## Page excerpt
Partition of Brownian motion I would like to see a solution to the following problem if possible at all. Unfortunately I have no idea on how to proceed on solving it. Any help is appreciated.
Let $\{B(t); t\geq 0\}$ represent standard Brownian motion. Assume all paths of $\{B(t); t\geq 0\}$ are continuous on $[0, \infty)$. 
a. Determine, given a fixed t>0 and a partition $0=t_0 < t_1< t_2< ...< t_n=t$ of $[0, \infty)$, the distribution of the random variable $\sum_{k=1}^n B(t_{k-1})(t_k-t_{k-1}))$.
b. Given a fixed t>0, determine the distribution of $\int_0^t B(s)ds$. 
Hint: This integral is well -defined for each possible path. Furthermore, because the path of $\{B(t); t\geq 0\}$ is continuous on [o,t], we have $\int_0^t B(s) ds = lim_{n \rightarrow \infty}\sum_{k=1}^{2^n}B\left(\frac{(k-1)t}{2^n}\right)\left(\frac{kt}{2^n}-\frac{(k-1)t}{2^n}\right)$. This also implies that the limiting cdf of the random variable on the right hand side coincides with the cdf of the left hand side.

## Set tasks
A – In the Brownian motion post, rewrite the paragraph beginning "Hint: This integral" more briefly, keeping its main facts.
B – According to the Brownian motion post, what is assumed about the paths of $\{B(t); t\geq 0\}$?
C – Echo the part of the Brownian motion post from "Partition of Brownian" up to and including "on $[0, \infty)$.".

## Raw data
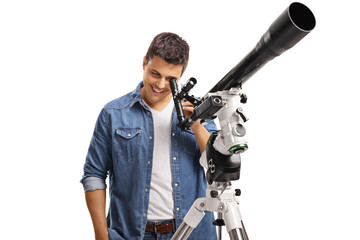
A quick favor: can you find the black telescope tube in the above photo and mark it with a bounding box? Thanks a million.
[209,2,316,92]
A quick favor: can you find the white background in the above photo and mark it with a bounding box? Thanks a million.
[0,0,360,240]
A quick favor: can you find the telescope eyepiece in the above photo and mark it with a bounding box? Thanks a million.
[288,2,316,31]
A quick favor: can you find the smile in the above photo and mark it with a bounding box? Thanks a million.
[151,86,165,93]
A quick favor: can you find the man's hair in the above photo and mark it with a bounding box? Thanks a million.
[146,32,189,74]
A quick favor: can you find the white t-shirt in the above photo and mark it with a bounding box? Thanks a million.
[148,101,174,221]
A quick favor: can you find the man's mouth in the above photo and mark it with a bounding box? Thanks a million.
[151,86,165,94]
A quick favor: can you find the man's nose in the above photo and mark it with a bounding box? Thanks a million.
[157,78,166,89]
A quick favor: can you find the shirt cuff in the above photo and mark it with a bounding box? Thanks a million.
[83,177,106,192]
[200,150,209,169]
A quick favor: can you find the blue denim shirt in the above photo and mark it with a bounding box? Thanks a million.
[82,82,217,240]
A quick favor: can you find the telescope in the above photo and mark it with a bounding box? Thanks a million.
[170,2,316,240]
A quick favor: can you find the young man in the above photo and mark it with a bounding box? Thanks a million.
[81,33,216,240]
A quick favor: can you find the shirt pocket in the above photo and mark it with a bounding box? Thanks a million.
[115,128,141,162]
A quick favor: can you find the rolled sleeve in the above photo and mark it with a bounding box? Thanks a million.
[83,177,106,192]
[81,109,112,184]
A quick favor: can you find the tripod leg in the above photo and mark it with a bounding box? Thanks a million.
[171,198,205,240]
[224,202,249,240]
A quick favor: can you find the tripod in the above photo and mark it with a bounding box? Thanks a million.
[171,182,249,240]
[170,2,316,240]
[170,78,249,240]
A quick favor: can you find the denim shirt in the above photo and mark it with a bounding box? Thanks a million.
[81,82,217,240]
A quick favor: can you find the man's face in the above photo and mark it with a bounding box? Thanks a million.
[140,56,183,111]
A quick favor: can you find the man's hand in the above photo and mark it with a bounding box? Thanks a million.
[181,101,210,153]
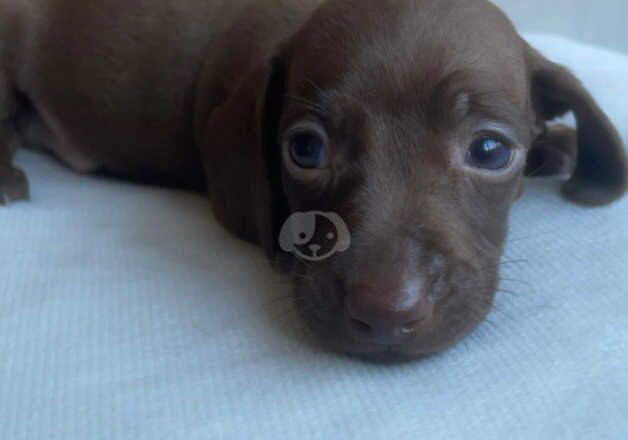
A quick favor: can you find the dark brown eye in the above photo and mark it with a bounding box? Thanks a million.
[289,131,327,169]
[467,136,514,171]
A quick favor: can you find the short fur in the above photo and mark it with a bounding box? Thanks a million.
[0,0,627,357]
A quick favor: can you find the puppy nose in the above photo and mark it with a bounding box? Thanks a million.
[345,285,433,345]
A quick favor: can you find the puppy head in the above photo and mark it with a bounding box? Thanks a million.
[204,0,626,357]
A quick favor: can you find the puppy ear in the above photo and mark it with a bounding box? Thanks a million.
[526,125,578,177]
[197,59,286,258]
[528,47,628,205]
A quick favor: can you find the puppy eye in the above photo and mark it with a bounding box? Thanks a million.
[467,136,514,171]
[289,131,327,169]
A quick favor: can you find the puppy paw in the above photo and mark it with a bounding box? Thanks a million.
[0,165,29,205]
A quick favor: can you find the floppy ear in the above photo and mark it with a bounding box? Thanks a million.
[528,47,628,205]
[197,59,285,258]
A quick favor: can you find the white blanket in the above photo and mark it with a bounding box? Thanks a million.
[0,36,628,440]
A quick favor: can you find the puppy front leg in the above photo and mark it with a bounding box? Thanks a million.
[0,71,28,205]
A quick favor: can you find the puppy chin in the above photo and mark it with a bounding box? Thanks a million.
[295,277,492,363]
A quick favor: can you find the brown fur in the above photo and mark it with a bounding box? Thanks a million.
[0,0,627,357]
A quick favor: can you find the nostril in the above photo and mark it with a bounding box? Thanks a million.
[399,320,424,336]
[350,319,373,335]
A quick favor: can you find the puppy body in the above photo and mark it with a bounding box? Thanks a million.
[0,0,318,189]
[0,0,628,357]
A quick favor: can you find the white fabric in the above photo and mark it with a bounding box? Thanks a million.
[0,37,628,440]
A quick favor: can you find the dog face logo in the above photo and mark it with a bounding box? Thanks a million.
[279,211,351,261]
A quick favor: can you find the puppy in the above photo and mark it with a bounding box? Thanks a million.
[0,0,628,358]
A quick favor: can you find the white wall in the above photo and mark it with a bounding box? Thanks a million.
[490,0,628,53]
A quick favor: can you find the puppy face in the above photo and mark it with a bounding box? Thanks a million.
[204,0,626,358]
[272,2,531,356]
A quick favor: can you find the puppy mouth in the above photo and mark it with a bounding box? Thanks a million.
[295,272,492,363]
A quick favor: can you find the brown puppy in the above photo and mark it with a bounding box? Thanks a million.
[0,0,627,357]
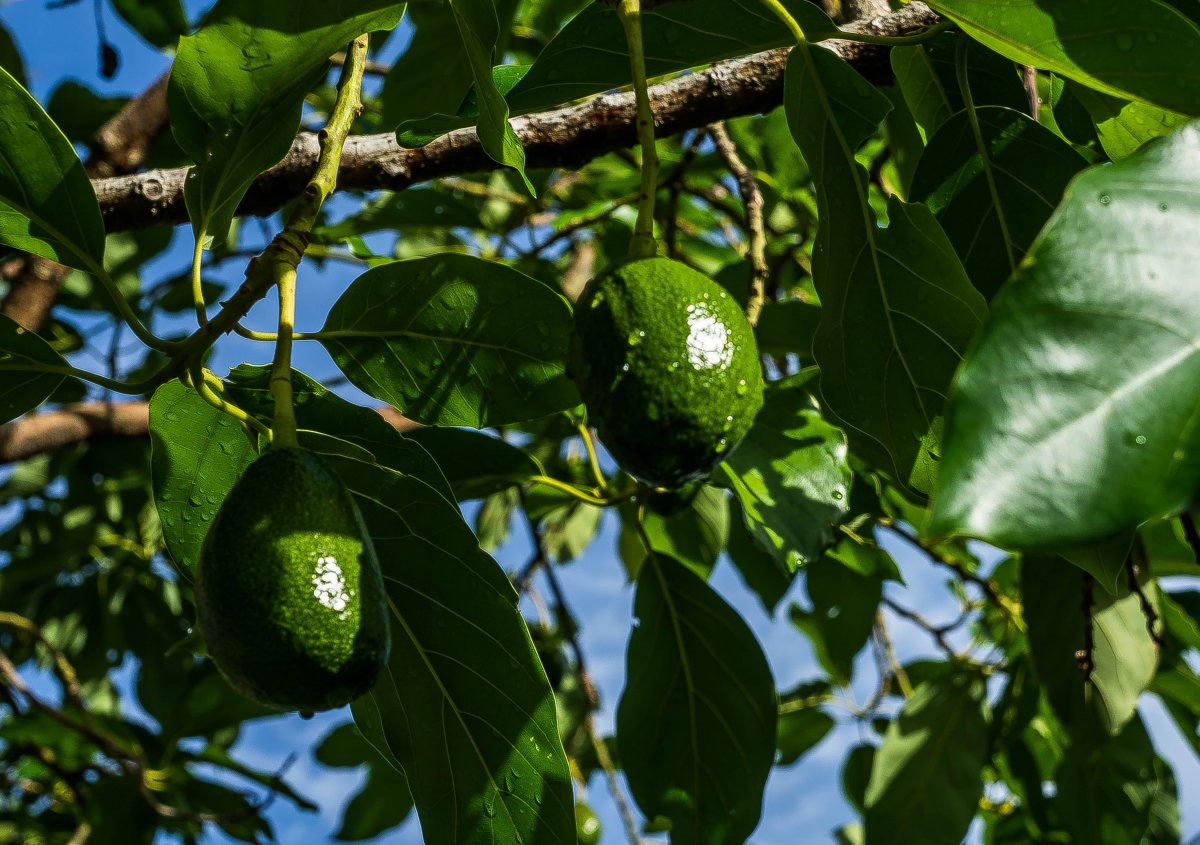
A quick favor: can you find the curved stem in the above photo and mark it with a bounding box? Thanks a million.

## List of solutions
A – The integral is well-defined for every path. Because each path is continuous on the interval from 0 to t, $\int_0^t B(s)\,ds$ equals the limit as $n \rightarrow \infty$ of the sums $\sum_{k=1}^{2^n}B\left(\frac{(k-1)t}{2^n}\right)\left(\frac{kt}{2^n}-\frac{(k-1)t}{2^n}\right)$. So the limiting cdf of these sums matches the cdf of the integral.

B – All of its paths are assumed to be continuous on $[0, \infty)$.

C –
Partition of Brownian motion I would like to see a solution to the following problem if possible at all. Unfortunately I have no idea on how to proceed on solving it. Any help is appreciated.
Let $\{B(t); t\geq 0\}$ represent standard Brownian motion. Assume all paths of $\{B(t); t\geq 0\}$ are continuous on $[0, \infty)$.